__Description of the task__. Return the records below word for word, starting at the very beginning and ending with the line that contains "[670, 230, 696, 273]". Leave the pictures out of your answer.

★ ★ ★

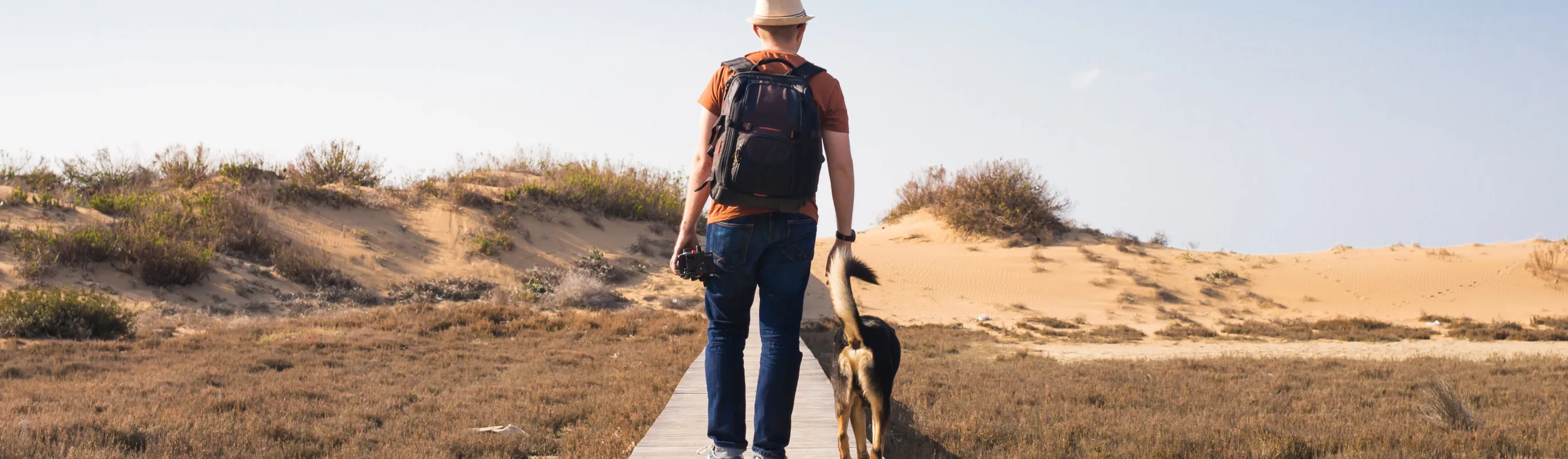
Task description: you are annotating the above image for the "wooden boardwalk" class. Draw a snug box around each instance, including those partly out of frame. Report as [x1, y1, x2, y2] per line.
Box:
[630, 297, 839, 459]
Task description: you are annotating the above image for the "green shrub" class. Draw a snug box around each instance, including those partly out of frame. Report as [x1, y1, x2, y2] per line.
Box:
[218, 160, 271, 183]
[886, 160, 1071, 241]
[469, 230, 518, 257]
[88, 191, 157, 216]
[8, 225, 116, 279]
[287, 141, 383, 186]
[0, 288, 135, 340]
[59, 149, 157, 196]
[502, 157, 685, 224]
[273, 246, 359, 290]
[5, 186, 30, 205]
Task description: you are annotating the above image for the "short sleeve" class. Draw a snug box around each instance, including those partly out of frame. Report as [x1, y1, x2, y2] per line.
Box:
[696, 66, 731, 114]
[810, 73, 850, 133]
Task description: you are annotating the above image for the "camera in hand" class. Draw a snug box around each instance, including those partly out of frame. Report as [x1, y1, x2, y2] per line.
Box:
[676, 247, 717, 281]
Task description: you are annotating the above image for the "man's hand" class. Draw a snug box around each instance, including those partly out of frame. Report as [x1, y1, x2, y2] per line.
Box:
[828, 240, 855, 270]
[670, 230, 696, 273]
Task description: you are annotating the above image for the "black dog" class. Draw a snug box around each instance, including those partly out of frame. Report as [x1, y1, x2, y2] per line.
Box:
[828, 246, 902, 459]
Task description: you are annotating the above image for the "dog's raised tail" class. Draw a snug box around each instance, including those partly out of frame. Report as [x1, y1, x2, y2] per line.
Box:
[828, 249, 876, 349]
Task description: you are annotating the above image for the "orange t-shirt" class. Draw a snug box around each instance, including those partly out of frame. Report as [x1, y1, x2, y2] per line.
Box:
[696, 50, 850, 223]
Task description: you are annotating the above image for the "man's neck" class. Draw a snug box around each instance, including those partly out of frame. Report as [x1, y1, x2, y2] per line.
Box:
[762, 42, 799, 55]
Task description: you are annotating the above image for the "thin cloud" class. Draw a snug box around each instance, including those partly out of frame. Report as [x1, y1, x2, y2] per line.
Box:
[1068, 69, 1099, 91]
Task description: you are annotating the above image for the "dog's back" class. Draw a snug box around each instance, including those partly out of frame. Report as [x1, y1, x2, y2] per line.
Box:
[833, 315, 903, 401]
[828, 251, 903, 459]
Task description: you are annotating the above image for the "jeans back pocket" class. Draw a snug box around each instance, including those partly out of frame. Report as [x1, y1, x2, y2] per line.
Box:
[707, 221, 752, 270]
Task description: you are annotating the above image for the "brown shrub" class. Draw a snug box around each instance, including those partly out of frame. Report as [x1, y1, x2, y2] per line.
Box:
[1444, 318, 1568, 341]
[806, 326, 1568, 457]
[1154, 322, 1220, 340]
[1524, 243, 1568, 283]
[284, 141, 383, 186]
[884, 160, 1071, 243]
[1530, 315, 1568, 330]
[1221, 318, 1437, 341]
[273, 246, 359, 288]
[387, 277, 495, 304]
[154, 144, 212, 188]
[1024, 317, 1079, 329]
[1071, 324, 1148, 343]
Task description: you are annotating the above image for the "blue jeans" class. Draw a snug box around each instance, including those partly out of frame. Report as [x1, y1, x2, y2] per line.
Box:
[704, 213, 817, 457]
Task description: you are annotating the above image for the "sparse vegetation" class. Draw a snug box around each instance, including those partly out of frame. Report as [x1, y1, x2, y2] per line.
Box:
[284, 141, 384, 188]
[506, 157, 685, 224]
[387, 277, 495, 304]
[154, 144, 212, 188]
[1221, 318, 1437, 341]
[1422, 315, 1568, 341]
[884, 160, 1071, 243]
[806, 326, 1568, 457]
[1154, 322, 1220, 340]
[1524, 243, 1568, 283]
[469, 230, 518, 257]
[1071, 324, 1148, 343]
[0, 304, 704, 457]
[1530, 315, 1568, 330]
[0, 287, 135, 338]
[1022, 317, 1079, 329]
[273, 246, 359, 290]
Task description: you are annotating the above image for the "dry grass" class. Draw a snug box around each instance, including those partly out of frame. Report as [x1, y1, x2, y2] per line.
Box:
[808, 326, 1568, 457]
[0, 304, 704, 457]
[1022, 317, 1079, 329]
[387, 277, 495, 304]
[884, 160, 1071, 243]
[1221, 318, 1437, 341]
[1524, 243, 1568, 283]
[1433, 317, 1568, 341]
[284, 141, 384, 186]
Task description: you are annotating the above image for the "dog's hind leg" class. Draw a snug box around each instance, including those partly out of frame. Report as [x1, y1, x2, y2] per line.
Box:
[834, 396, 851, 459]
[861, 379, 892, 459]
[850, 395, 874, 459]
[870, 399, 887, 459]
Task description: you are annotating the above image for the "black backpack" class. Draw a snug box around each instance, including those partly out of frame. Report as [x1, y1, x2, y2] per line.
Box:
[698, 58, 825, 212]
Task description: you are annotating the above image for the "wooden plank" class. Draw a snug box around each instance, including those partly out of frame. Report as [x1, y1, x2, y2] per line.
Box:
[630, 294, 839, 459]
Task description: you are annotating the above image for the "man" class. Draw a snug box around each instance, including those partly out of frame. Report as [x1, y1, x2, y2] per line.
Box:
[670, 0, 855, 459]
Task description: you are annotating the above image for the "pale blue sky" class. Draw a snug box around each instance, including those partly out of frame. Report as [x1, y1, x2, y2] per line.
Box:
[0, 0, 1568, 252]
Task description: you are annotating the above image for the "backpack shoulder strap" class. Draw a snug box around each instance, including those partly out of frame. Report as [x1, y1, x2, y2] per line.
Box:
[720, 56, 758, 73]
[789, 63, 828, 80]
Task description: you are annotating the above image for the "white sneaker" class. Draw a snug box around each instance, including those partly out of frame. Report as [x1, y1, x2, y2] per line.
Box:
[698, 445, 750, 459]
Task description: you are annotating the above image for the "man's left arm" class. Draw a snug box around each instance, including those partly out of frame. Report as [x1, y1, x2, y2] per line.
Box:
[822, 130, 855, 262]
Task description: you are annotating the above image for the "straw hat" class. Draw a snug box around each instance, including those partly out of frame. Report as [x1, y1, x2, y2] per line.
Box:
[750, 0, 812, 25]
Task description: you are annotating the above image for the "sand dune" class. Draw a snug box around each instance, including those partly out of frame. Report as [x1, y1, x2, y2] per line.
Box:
[810, 208, 1568, 341]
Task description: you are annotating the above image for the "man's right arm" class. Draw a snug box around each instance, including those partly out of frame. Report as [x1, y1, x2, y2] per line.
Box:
[670, 107, 718, 271]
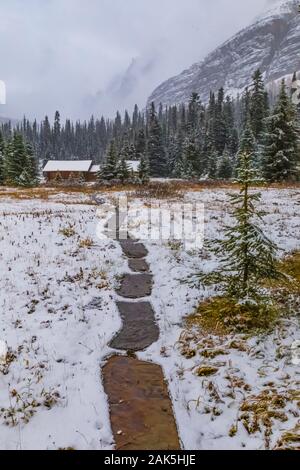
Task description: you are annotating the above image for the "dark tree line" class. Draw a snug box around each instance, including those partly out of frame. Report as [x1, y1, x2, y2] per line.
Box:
[2, 70, 299, 181]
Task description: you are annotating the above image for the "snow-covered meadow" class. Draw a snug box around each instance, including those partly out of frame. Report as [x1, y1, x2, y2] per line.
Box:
[0, 189, 300, 449]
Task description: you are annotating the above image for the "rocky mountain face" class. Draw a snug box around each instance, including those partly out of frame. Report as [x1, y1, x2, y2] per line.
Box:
[149, 0, 300, 106]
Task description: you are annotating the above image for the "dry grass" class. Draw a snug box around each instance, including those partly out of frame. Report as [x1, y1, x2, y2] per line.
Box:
[186, 297, 279, 335]
[274, 421, 300, 450]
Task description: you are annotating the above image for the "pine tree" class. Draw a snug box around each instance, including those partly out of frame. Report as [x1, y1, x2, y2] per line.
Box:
[98, 140, 118, 181]
[214, 88, 226, 155]
[0, 131, 5, 185]
[4, 132, 27, 186]
[138, 155, 150, 184]
[237, 119, 257, 169]
[249, 70, 268, 143]
[218, 147, 233, 180]
[117, 157, 130, 183]
[262, 80, 300, 181]
[18, 144, 38, 188]
[135, 129, 146, 159]
[147, 103, 167, 178]
[201, 153, 280, 301]
[182, 135, 199, 178]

★ ★ ★

__Finished task__.
Task description: you are annotating the above image for the "wooden boardwalk" class. Draw a snug box around each instance, including those partly out of frame. Report as [x1, y1, x2, y2] per line.
Box:
[630, 297, 839, 459]
Task description: you are annotating the above image for the "green shrub" class. Draw a snug box around each instance, including those partly out of frame. Report as [x1, y1, x2, y2] per line.
Box:
[218, 160, 271, 183]
[886, 160, 1071, 241]
[469, 230, 518, 257]
[88, 191, 157, 216]
[8, 225, 116, 279]
[287, 141, 383, 186]
[0, 288, 135, 340]
[59, 149, 157, 196]
[502, 157, 685, 224]
[273, 246, 359, 290]
[5, 186, 30, 205]
Task description: you are annotating the above image for the "short sleeve" class. Draw a snug box around each instance, including those partly out of frame. Report as [x1, y1, x2, y2] per line.
Box:
[696, 66, 731, 114]
[810, 73, 850, 133]
Task description: you are annotating the above image for the "camera in hand" class. Draw a snug box around each instance, including those partly out of frame. Report as [x1, y1, x2, y2] per line.
Box:
[676, 247, 717, 281]
Task description: you are annotating the above image for the "man's hand" class. Draw a snug box around each instance, including those partly out of frame. Report as [x1, y1, x2, y2] per line.
Box:
[828, 240, 855, 270]
[670, 230, 696, 273]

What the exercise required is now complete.